## Problems and tasks
(1) In the Mother's Day column, where does the writer's mother live?
(2) Which traditional ways of honoring mothers does the Mother's Day column name?
(3) Pick up the Mother's Day column after its final sentence and keep writing it.

## Selected extract
━━━━━━━━━━━━━━━━━━━━
MEEKER I Here we go, one more thing that will be far from normal, Mother’s Day. While we are social distancing and restaurants are closed, the traditional ways of honoring our mothers are also left behind. Hosting family meals, dining out or sending fresh flowers feel like luxuries these days.
Here in Meeker, many of you live near your mothers, daughters, and daughters-in-law who are moms. We hold all of you tightly and honor your commitment to family. In recent months, we have been tested in unexpected ways and one of the hardest is 100% parenting time with no break for you or your children.
Even my daughter-in-law, living in Oregon, who is one of the most patient, caring, full time mothers told us recently, “I know why parents want to scream at their kids.” She and our son were ready to put our very active 4-year old grandson in kid soccer and similar activities to help him burn off energy and make friends. Now, of course, he can’t even go to a local playground and I suspect like many children, thinks he is being punished.
We can call or Face Time or Zoom with our moms. She has taught us to use these technical resources and we are grateful for them, but they are not the same as personal togetherness.
I usually send flowers to my mom who lives in a retirement community in Virginia. She prefers “non-consumable gifts.” It is hard to gift her with anything. Now, her lock down is very extreme, so even receiving flowers would be difficult.
━━━━━━━━━━━━━━━━━━━━
## Material shown
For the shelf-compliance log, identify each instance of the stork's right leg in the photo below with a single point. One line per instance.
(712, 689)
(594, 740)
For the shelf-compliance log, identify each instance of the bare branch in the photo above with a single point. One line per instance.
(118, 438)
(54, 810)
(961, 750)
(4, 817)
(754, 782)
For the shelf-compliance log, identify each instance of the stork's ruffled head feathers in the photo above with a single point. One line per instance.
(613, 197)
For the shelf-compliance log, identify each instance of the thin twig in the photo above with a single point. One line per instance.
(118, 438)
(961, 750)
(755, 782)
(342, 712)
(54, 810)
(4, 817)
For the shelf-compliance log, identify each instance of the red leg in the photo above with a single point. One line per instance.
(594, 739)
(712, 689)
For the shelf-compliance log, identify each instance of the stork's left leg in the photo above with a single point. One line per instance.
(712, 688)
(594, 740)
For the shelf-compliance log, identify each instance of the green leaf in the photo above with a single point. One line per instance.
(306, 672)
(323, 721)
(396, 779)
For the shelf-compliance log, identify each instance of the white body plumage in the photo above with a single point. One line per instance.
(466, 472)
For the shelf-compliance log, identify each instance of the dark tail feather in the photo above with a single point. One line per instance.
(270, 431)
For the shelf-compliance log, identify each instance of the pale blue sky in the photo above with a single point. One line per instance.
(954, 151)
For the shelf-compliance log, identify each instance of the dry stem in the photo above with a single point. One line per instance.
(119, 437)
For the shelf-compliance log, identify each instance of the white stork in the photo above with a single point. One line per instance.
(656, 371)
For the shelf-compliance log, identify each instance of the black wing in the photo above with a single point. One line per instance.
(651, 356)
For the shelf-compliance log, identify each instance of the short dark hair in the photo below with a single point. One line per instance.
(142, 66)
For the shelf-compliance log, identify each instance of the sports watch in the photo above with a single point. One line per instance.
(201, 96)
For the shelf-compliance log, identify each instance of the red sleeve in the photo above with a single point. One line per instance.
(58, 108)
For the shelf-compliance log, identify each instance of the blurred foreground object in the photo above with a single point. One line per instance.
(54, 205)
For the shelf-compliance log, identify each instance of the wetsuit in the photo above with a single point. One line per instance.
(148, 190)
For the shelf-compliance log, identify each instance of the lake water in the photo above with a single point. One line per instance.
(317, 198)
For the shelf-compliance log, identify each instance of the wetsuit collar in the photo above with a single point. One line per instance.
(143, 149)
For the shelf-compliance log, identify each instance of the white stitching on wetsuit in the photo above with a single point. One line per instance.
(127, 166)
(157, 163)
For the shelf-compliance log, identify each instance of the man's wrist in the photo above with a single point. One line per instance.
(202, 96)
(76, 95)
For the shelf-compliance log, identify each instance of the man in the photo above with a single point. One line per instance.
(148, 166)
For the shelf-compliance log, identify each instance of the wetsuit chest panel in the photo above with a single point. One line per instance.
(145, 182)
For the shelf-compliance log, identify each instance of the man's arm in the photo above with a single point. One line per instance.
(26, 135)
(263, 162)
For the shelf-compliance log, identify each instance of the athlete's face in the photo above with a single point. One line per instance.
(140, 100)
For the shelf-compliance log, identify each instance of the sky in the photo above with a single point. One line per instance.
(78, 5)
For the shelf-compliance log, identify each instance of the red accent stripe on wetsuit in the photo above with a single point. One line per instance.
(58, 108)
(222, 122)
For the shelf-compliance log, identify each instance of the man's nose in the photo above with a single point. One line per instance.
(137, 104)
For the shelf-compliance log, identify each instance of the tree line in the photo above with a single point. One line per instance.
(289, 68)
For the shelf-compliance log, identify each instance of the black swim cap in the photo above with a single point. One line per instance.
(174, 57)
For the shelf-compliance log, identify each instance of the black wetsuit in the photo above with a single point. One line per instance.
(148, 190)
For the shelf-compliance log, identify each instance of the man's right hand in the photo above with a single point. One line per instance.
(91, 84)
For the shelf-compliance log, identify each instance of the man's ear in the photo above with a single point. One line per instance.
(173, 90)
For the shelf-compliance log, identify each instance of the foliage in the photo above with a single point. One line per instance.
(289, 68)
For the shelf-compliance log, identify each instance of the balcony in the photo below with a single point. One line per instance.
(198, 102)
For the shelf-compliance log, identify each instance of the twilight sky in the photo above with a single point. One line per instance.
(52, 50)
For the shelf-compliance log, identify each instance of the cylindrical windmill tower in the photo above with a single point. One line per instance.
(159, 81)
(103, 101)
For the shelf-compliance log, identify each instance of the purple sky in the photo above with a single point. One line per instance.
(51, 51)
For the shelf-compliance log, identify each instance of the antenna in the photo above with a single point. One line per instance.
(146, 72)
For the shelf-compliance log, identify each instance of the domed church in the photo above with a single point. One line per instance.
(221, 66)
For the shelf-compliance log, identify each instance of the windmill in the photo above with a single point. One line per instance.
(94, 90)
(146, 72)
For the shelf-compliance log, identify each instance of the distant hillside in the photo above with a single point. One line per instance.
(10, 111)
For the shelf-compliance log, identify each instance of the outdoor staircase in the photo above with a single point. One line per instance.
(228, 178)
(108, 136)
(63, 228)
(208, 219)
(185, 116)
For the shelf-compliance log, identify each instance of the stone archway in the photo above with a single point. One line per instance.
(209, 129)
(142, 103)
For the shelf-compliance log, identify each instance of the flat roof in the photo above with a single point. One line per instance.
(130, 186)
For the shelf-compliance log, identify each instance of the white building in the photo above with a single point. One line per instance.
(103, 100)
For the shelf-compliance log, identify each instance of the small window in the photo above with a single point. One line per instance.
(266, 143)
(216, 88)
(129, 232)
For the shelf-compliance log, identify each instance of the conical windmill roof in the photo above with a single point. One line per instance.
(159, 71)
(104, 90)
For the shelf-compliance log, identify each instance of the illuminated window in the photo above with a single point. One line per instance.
━━━━━━━━━━━━━━━━━━━━
## Responses for each task
(1) In a retirement community in Virginia.

(2) Hosting family meals, dining out, and sending fresh flowers.

(3)
This year I will pay for a visit to her hair salon, whenever it opens, and just hope to provide something practical along with a call and a card. Even her local family can’t visit, so Mother’s Day will be another day of isolation for her.
I remember the many mothers who already passed on. My generation has very few living moms, so I am fortunate. My husband’s mom died many years ago, so this holiday only holds memories for him.
Some of you have lost children and it must be very hard to celebrate this holiday of motherhood when your children aren’t here to honor you. Other women chose not to have children or could not become mothers and perhaps lost babies. It is both a difficult and wonderful day filled with emotions of all kinds.
Strangely, I am one of the “lucky” ones because I don’t usually see either my mom or children on Mother’s Day as they live far away. I will be happy, like usual, for a phone call and chance to chat with our sons and my mom.
Mothers are our backbone, our “go to people” who can always be counted on to love us, no matter what. It is not always easy being a mother, but I am so grateful to be one. Now that our sons are mature adults, when they call to talk with mom, I know they still lean on me now and then. I am so proud of them now and forever.
I encourage everyone to find a way to honor your Mother and all mothers. COVID-19 has taught us to be resilient and creative. Let’s embrace this celebration of our moms in new ways, whatever we can do.